## Data shown:
────────

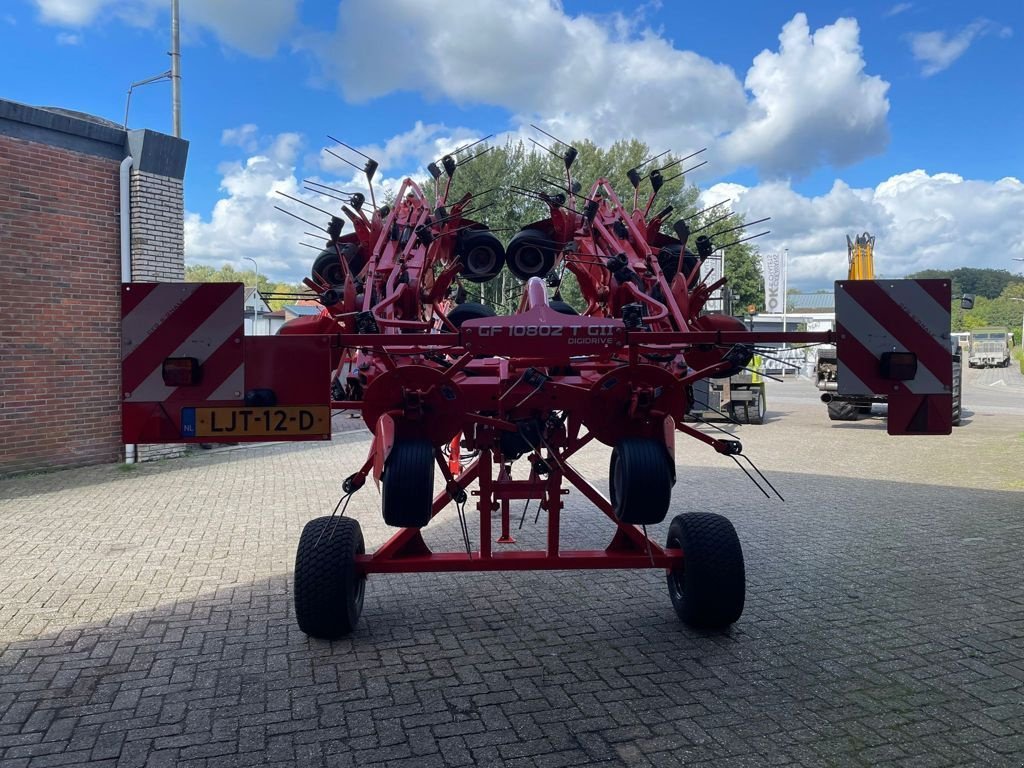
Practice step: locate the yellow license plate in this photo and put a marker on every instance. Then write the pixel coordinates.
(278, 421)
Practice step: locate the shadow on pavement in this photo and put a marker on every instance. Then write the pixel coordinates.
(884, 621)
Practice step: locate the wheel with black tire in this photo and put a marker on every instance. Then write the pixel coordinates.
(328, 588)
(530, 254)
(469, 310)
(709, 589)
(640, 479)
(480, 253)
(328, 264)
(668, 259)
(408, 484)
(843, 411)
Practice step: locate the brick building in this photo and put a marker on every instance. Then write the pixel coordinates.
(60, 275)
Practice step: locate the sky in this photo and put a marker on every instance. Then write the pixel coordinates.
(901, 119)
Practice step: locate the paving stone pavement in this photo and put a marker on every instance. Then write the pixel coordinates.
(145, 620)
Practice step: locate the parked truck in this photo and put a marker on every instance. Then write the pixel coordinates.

────────

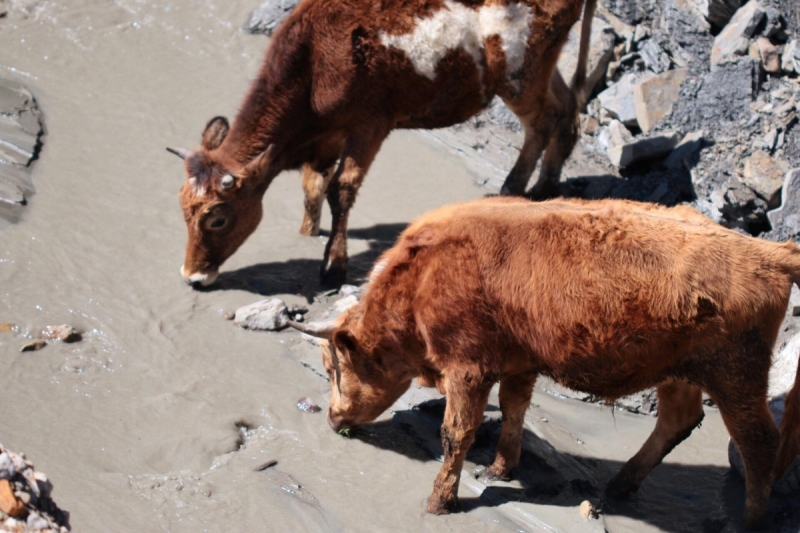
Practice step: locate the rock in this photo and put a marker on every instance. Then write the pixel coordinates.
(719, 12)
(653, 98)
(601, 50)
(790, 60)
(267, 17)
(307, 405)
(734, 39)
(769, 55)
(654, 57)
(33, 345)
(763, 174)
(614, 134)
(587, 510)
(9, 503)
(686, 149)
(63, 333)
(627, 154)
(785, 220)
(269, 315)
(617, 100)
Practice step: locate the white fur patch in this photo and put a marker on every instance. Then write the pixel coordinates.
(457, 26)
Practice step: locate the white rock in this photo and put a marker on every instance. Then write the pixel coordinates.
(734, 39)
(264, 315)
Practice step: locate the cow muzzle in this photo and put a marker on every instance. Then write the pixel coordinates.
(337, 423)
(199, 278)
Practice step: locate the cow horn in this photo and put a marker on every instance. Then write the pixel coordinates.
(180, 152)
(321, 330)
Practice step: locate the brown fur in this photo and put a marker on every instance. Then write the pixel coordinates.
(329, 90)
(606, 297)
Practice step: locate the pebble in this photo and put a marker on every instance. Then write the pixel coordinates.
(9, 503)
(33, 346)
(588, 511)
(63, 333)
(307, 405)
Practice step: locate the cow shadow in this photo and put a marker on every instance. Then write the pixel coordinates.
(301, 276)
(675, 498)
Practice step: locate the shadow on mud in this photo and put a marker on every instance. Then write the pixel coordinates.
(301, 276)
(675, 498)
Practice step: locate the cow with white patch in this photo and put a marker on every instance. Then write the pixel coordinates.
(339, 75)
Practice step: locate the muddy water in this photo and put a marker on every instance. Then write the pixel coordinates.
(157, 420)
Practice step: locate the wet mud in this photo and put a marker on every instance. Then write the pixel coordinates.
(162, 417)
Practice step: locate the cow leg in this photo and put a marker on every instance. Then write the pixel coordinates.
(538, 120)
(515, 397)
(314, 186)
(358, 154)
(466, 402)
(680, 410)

────────

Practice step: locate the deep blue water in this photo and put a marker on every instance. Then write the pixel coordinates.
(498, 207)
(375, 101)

────────

## Directions for this task:
Starting at the line with "Practice step: locate the yellow" and ending at the line with "Practice step: locate the parked", print each line of the listing above exactly, with no other lines.

## Answer:
Practice step: locate the yellow license plate in this photo and put a marker on every instance. Then write the pixel coordinates.
(278, 421)
Practice step: locate the shadow on pavement in this photo and put a marker on every instance. Then write the pixel coordinates.
(884, 621)
Practice step: locate the wheel with black tire in this photo and put a marker on every instance. Then write the pixel coordinates.
(328, 588)
(530, 254)
(469, 310)
(709, 589)
(640, 479)
(480, 253)
(328, 264)
(668, 259)
(408, 484)
(843, 411)
Practice step: locate the brick building in this photo and put a marker on every instance. Then write the pixel coordinates.
(60, 275)
Practice step: locate the sky in this photo and put a marker on every instance. Then write the pixel coordinates.
(901, 119)
Practice step: locate the paving stone pavement in this photo and put a marker on every instance. Then write the pixel coordinates.
(145, 620)
Practice step: locate the parked truck in this photo and put a marker on every instance. Then write the pixel coordinates.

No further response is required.